What the task requires =>
Copy all data exactly. Skip pictures.

Material provided =>
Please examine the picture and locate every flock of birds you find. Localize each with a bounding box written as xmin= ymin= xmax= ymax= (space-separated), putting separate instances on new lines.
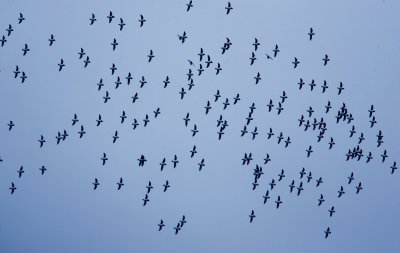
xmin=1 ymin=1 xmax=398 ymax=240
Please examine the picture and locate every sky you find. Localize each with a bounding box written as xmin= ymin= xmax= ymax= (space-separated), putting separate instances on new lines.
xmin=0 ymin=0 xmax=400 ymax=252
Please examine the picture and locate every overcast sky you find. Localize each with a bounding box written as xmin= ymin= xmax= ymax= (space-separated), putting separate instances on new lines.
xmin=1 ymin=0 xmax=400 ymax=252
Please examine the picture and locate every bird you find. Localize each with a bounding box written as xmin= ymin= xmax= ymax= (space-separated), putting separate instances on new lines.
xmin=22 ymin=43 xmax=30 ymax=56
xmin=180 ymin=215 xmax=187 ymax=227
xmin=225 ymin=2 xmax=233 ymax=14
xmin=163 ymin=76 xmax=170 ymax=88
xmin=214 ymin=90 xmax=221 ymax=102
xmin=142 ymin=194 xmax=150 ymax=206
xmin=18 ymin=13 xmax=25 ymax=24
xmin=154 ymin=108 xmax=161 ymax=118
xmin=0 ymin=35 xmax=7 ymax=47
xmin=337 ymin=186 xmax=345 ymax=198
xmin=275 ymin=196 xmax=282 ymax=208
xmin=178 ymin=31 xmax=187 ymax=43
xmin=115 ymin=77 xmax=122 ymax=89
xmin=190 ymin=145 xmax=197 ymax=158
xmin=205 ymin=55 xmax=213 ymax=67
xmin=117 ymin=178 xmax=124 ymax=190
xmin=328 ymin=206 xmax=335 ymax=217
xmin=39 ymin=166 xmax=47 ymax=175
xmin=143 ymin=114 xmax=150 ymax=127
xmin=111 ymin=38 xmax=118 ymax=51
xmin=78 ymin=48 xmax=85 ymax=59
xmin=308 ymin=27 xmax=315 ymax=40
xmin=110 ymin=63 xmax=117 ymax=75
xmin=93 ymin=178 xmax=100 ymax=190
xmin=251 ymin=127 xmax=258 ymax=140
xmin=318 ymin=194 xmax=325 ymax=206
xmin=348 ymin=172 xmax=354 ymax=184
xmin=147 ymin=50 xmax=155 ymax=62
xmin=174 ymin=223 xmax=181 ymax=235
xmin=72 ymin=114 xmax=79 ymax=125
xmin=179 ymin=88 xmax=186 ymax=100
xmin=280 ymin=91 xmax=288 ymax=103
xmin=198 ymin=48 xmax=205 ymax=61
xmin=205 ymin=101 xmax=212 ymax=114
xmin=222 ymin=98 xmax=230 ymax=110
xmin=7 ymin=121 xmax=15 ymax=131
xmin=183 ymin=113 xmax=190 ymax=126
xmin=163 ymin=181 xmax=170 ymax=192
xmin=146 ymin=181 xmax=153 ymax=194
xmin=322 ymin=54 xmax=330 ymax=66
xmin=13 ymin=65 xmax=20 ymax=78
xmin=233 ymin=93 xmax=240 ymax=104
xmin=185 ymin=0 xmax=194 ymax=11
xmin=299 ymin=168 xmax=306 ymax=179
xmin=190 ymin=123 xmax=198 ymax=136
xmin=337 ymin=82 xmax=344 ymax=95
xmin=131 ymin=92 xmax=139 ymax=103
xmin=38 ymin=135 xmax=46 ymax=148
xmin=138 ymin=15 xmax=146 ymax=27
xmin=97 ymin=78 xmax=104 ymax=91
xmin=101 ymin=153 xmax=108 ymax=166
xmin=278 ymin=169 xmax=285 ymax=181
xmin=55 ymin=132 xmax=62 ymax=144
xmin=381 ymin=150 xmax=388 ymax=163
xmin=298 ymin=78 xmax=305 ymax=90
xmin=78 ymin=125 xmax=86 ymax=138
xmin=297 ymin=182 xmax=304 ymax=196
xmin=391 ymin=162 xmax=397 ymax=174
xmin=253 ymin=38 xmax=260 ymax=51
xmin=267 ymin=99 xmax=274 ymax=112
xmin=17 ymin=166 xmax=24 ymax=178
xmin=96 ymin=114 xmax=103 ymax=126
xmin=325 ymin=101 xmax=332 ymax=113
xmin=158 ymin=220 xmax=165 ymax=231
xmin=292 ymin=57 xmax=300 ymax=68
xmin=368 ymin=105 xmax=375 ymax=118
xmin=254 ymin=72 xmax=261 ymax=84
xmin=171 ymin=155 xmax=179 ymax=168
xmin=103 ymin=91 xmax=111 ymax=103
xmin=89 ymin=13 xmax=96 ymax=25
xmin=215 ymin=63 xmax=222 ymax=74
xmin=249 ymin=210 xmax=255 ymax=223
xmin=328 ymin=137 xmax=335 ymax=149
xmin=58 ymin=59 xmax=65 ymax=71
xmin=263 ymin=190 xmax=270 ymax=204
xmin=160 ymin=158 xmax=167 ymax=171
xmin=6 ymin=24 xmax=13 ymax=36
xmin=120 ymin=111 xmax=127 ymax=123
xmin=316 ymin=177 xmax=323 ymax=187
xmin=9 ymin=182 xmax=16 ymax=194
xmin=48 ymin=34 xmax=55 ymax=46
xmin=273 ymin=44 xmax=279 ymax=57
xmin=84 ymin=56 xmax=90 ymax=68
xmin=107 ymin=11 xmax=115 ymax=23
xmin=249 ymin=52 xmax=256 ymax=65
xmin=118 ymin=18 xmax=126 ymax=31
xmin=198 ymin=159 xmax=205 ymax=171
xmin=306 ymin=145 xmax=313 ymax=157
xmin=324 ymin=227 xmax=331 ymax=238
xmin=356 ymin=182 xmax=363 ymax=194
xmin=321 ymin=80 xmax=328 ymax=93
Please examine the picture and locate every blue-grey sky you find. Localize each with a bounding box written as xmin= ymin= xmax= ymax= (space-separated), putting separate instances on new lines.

Exercise output =>
Please examine the picture and locate every flock of birds you find. Localize each with a bounding box written as xmin= ymin= xmax= ymax= (space-separated), putting separate instances on new lines.
xmin=1 ymin=1 xmax=398 ymax=240
Please examine the picture and locate every sky you find. Localize each with a bounding box written as xmin= ymin= xmax= ymax= (space-separated), putting separate instances on new lines.
xmin=0 ymin=0 xmax=400 ymax=252
Please examine the picture and locate every overcast sky you find. Localize each with a bounding box written as xmin= ymin= xmax= ymax= (space-separated), putting separate instances on new lines.
xmin=1 ymin=0 xmax=400 ymax=252
Please examine the picture and locate every bird you find. Localize each with a bounding box written as xmin= ymin= xmax= ymax= (space-separated), putting separate instances on new lines.
xmin=22 ymin=43 xmax=30 ymax=56
xmin=180 ymin=215 xmax=187 ymax=227
xmin=225 ymin=2 xmax=233 ymax=14
xmin=163 ymin=76 xmax=170 ymax=88
xmin=214 ymin=90 xmax=221 ymax=102
xmin=142 ymin=194 xmax=150 ymax=206
xmin=18 ymin=13 xmax=25 ymax=24
xmin=154 ymin=108 xmax=161 ymax=118
xmin=0 ymin=35 xmax=7 ymax=47
xmin=337 ymin=186 xmax=345 ymax=198
xmin=275 ymin=196 xmax=282 ymax=208
xmin=178 ymin=31 xmax=187 ymax=43
xmin=115 ymin=77 xmax=122 ymax=89
xmin=190 ymin=145 xmax=197 ymax=158
xmin=205 ymin=55 xmax=213 ymax=67
xmin=117 ymin=178 xmax=124 ymax=190
xmin=328 ymin=206 xmax=335 ymax=217
xmin=39 ymin=166 xmax=47 ymax=175
xmin=143 ymin=114 xmax=150 ymax=127
xmin=111 ymin=38 xmax=118 ymax=51
xmin=78 ymin=48 xmax=85 ymax=59
xmin=308 ymin=27 xmax=315 ymax=40
xmin=110 ymin=63 xmax=117 ymax=75
xmin=93 ymin=178 xmax=100 ymax=190
xmin=251 ymin=127 xmax=258 ymax=140
xmin=318 ymin=194 xmax=325 ymax=206
xmin=348 ymin=172 xmax=354 ymax=184
xmin=147 ymin=50 xmax=155 ymax=62
xmin=174 ymin=223 xmax=181 ymax=235
xmin=72 ymin=114 xmax=79 ymax=125
xmin=179 ymin=88 xmax=186 ymax=100
xmin=280 ymin=91 xmax=288 ymax=103
xmin=198 ymin=48 xmax=205 ymax=61
xmin=205 ymin=101 xmax=212 ymax=114
xmin=222 ymin=98 xmax=230 ymax=110
xmin=7 ymin=121 xmax=15 ymax=131
xmin=183 ymin=113 xmax=190 ymax=126
xmin=163 ymin=181 xmax=170 ymax=192
xmin=146 ymin=181 xmax=153 ymax=194
xmin=322 ymin=54 xmax=330 ymax=66
xmin=13 ymin=65 xmax=20 ymax=78
xmin=233 ymin=93 xmax=240 ymax=104
xmin=185 ymin=0 xmax=194 ymax=11
xmin=299 ymin=168 xmax=306 ymax=179
xmin=190 ymin=123 xmax=198 ymax=136
xmin=337 ymin=82 xmax=344 ymax=95
xmin=131 ymin=92 xmax=139 ymax=103
xmin=38 ymin=135 xmax=46 ymax=148
xmin=138 ymin=15 xmax=146 ymax=27
xmin=97 ymin=78 xmax=104 ymax=91
xmin=101 ymin=153 xmax=108 ymax=166
xmin=278 ymin=169 xmax=285 ymax=181
xmin=55 ymin=132 xmax=62 ymax=144
xmin=381 ymin=150 xmax=388 ymax=163
xmin=298 ymin=78 xmax=305 ymax=90
xmin=78 ymin=125 xmax=86 ymax=138
xmin=297 ymin=182 xmax=304 ymax=196
xmin=391 ymin=162 xmax=397 ymax=174
xmin=253 ymin=38 xmax=260 ymax=51
xmin=267 ymin=99 xmax=274 ymax=112
xmin=17 ymin=166 xmax=24 ymax=178
xmin=96 ymin=114 xmax=103 ymax=126
xmin=325 ymin=101 xmax=332 ymax=113
xmin=158 ymin=220 xmax=165 ymax=231
xmin=292 ymin=57 xmax=300 ymax=68
xmin=368 ymin=105 xmax=375 ymax=118
xmin=254 ymin=72 xmax=261 ymax=84
xmin=171 ymin=155 xmax=179 ymax=168
xmin=103 ymin=91 xmax=111 ymax=103
xmin=89 ymin=13 xmax=96 ymax=25
xmin=215 ymin=63 xmax=222 ymax=74
xmin=249 ymin=210 xmax=255 ymax=223
xmin=328 ymin=137 xmax=335 ymax=149
xmin=58 ymin=59 xmax=65 ymax=71
xmin=263 ymin=190 xmax=270 ymax=204
xmin=160 ymin=158 xmax=167 ymax=171
xmin=6 ymin=24 xmax=13 ymax=36
xmin=120 ymin=111 xmax=127 ymax=123
xmin=316 ymin=177 xmax=323 ymax=187
xmin=9 ymin=182 xmax=16 ymax=194
xmin=48 ymin=34 xmax=55 ymax=46
xmin=273 ymin=44 xmax=279 ymax=57
xmin=84 ymin=56 xmax=90 ymax=68
xmin=107 ymin=11 xmax=115 ymax=23
xmin=249 ymin=52 xmax=256 ymax=65
xmin=118 ymin=18 xmax=126 ymax=31
xmin=198 ymin=159 xmax=205 ymax=171
xmin=306 ymin=145 xmax=313 ymax=157
xmin=324 ymin=227 xmax=331 ymax=238
xmin=356 ymin=182 xmax=363 ymax=194
xmin=321 ymin=80 xmax=328 ymax=93
Please examine the picture and locate every blue-grey sky you find. Localize each with a bounding box written as xmin= ymin= xmax= ymax= (space-separated), putting separate instances on new lines.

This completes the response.